-- PROVIDED MATERIAL --
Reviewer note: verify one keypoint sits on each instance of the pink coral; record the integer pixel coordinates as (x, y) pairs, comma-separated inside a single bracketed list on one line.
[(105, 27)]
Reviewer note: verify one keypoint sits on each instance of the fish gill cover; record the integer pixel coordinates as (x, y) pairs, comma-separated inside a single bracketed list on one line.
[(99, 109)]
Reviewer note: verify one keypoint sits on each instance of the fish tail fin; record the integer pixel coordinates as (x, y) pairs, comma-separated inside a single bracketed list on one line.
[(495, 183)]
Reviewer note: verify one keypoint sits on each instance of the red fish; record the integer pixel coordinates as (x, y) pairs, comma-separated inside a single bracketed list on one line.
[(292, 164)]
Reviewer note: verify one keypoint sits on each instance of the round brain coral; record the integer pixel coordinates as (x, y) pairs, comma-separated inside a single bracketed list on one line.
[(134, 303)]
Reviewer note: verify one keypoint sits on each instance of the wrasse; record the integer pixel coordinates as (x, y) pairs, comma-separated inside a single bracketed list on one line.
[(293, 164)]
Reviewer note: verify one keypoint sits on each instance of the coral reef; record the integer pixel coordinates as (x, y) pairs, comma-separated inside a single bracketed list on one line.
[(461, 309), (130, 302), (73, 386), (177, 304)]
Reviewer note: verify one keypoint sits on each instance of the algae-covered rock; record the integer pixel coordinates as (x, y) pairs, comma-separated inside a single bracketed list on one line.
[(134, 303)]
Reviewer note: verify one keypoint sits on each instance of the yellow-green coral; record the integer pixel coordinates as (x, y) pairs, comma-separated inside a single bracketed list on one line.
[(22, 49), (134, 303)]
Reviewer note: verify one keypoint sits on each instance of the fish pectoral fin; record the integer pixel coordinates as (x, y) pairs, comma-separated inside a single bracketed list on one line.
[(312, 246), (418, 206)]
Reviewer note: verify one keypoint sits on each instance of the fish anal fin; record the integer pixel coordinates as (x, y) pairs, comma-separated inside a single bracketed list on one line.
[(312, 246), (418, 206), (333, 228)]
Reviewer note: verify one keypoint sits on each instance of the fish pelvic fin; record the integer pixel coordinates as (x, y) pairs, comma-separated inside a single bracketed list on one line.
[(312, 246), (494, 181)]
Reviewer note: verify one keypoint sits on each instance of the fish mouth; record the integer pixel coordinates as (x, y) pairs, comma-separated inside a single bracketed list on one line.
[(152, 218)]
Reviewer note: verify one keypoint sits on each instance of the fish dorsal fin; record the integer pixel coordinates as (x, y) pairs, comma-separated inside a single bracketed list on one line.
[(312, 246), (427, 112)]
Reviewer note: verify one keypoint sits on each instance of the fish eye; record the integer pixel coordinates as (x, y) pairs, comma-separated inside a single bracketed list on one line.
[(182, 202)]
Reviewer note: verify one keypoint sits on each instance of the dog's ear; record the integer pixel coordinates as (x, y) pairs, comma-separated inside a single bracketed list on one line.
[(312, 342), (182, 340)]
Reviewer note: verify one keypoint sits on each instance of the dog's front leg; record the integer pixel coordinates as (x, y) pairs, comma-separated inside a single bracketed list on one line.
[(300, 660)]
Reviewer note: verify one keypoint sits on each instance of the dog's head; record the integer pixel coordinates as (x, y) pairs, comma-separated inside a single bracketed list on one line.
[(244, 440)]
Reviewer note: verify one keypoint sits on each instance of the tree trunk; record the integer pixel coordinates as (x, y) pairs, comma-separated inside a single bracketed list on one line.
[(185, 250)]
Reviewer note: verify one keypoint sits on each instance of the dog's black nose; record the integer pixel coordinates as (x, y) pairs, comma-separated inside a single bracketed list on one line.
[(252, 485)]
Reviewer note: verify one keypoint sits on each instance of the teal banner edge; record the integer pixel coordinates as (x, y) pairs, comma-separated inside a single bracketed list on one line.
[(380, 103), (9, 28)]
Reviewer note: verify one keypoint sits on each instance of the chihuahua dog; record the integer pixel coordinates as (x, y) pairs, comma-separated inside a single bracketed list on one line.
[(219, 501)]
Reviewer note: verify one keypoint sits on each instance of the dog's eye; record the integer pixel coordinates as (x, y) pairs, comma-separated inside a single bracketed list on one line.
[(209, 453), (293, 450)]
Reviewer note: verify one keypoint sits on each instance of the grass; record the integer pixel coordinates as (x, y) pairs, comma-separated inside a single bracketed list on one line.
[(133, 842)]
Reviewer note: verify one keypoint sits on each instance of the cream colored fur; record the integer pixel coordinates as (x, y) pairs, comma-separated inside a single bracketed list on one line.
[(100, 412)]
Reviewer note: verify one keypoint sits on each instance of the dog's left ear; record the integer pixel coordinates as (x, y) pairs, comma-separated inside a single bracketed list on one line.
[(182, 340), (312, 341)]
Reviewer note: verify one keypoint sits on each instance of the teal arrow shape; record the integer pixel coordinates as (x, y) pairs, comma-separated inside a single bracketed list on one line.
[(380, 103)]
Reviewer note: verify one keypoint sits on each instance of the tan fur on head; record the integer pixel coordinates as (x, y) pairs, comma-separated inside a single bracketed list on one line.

-- SET TASK --
Put every line of the items above into a JSON list of strings, one string per line, with blank lines left out.

-- ANSWER IN FULL --
[
  "Reviewer note: verify one keypoint sits on each instance of the pink coral; record the integer pixel coordinates as (x, y) pairs, comma-separated inside a single bracketed list on one line.",
  "[(105, 27)]",
  "Reviewer note: verify one keypoint sits on each instance of the fish gill cover; record the integer pixel coordinates as (x, y) pairs, comma-separated inside a single bracketed list on one line.",
  "[(99, 109)]",
  "Reviewer note: verify one keypoint sits on each instance of the fish tail fin; record the integer pixel coordinates as (x, y) pairs, comma-separated inside a single bracketed list on one line.",
  "[(495, 183)]",
  "Reviewer note: verify one keypoint sits on each instance of the red fish; record the integer pixel coordinates as (x, y) pairs, comma-separated inside a single bracketed list on one line.",
  "[(292, 164)]",
  "Reviewer note: verify one keypoint sits on each instance of the round brain coral; record the integer pixel coordinates as (x, y) pairs, comma-separated inside a single bracketed list on one line.",
  "[(134, 303)]",
  "Reviewer note: verify one keypoint sits on each instance of the wrasse; record the integer pixel coordinates as (x, y) pairs, comma-separated inside a single bracketed list on one line.",
  "[(293, 164)]",
  "Reviewer note: verify one keypoint sits on each instance of the coral reef; record the integer pixel coordinates as (x, y) pairs, comma-separated inside a single bracketed list on one line.",
  "[(461, 309), (130, 302), (73, 386), (177, 304)]",
  "Reviewer note: verify one keypoint sits on each instance of the algae-covered rock; record the integer pixel coordinates as (x, y) pairs, comma-separated inside a single bracketed list on one line.",
  "[(134, 303)]",
  "Reviewer note: verify one keypoint sits on each instance of the yellow-green coral; record the integer pixel coordinates as (x, y) pairs, comma-separated inside a single bracketed list on one line.",
  "[(22, 49), (134, 303)]",
  "Reviewer note: verify one keypoint sits on each instance of the fish pectoral fin; record the integer pixel coordinates as (x, y) pairs, comma-separated inside a single bracketed list on one line.",
  "[(312, 246), (418, 206)]",
  "Reviewer note: verify one keypoint sits on each instance of the fish anal fin; record the integer pixel coordinates as (x, y) pairs, comma-separated inside a single bracketed list on one line.",
  "[(312, 246), (418, 206), (333, 228)]",
  "Reviewer note: verify one keypoint sits on each instance of the fish pelvic fin; record the integer pixel coordinates as (x, y) pairs, comma-separated inside a single bracketed list on one line.",
  "[(312, 246), (494, 181)]",
  "Reviewer note: verify one keypoint sits on each instance of the fish mouth; record the integer pixel coordinates as (x, y) pairs, comma-separated inside a single bracketed list on one line.",
  "[(152, 218)]",
  "Reviewer note: verify one keypoint sits on each instance of the fish dorsal fin; record the integer pixel coordinates as (x, y) pairs, comma-separated inside a single bracketed list on one line.",
  "[(312, 246), (427, 112)]",
  "Reviewer note: verify one keypoint sits on each instance of the fish eye; record the integer pixel coordinates as (x, y) pairs, comma-separated inside a single bracketed list on one line.",
  "[(182, 202)]",
  "Reviewer note: verify one keypoint sits on each instance of the dog's ear; record the integer pixel coordinates as (x, y) pairs, comma-separated inside a single bracketed list on one line.",
  "[(312, 342), (182, 340)]",
  "Reviewer note: verify one keypoint sits on each instance of the dog's front leg; record the integer pixel coordinates as (x, y) pairs, comma-separated inside a single bracketed list on one line.",
  "[(300, 660)]",
  "Reviewer note: verify one keypoint sits on each instance of the dog's head; record the integer pixel coordinates as (x, y) pairs, comma-separated inside a single bracketed list on one line.",
  "[(244, 440)]",
  "Reviewer note: verify one keypoint sits on each instance of the tree trunk; record the integer pixel coordinates as (x, y) pairs, comma-separated inside a single bracketed list on one line.",
  "[(185, 250)]",
  "Reviewer note: verify one keypoint sits on each instance of the dog's black nose; record the integer pixel coordinates as (x, y) pairs, comma-separated inside a single bracketed list on one line.",
  "[(252, 485)]",
  "Reviewer note: verify one keypoint sits on each instance of the teal banner edge; record the integer pixel coordinates as (x, y) pairs, comma-separated inside a single bracketed list on one line.",
  "[(380, 103), (9, 28)]",
  "Reviewer note: verify one keypoint sits on each instance of the chihuahua dog; record the integer pixel coordinates as (x, y) pairs, comma-separated inside a single bracketed list on one line.",
  "[(219, 501)]",
  "Reviewer note: verify one keypoint sits on each instance of the dog's eye; record the integer pixel coordinates as (x, y) pairs, comma-separated inside a single bracketed list on one line.",
  "[(209, 453), (293, 450)]",
  "Reviewer note: verify one keypoint sits on each instance of the grass; record the integer pixel coordinates as (x, y) pairs, comma-separated inside a single bracketed list on one line.",
  "[(133, 842)]",
  "Reviewer note: verify one keypoint sits on each instance of the cream colored fur; record the integer pixel coordinates as (x, y) pairs, comma-separated inside a single bracketed list on one line.",
  "[(100, 412)]",
  "Reviewer note: verify one keypoint sits on each instance of the dog's left ear; record the integer pixel coordinates as (x, y) pairs, comma-separated inside a single bracketed list on one line.",
  "[(182, 340), (312, 341)]",
  "Reviewer note: verify one keypoint sits on each instance of the teal arrow shape; record the integer pixel coordinates as (x, y) pairs, comma-separated inside a single bracketed list on one line.",
  "[(380, 103)]",
  "Reviewer note: verify one keypoint sits on each instance of the tan fur on head; record the integer pixel coordinates as (x, y) pairs, comma-separated inside a single bracketed list on one line."
]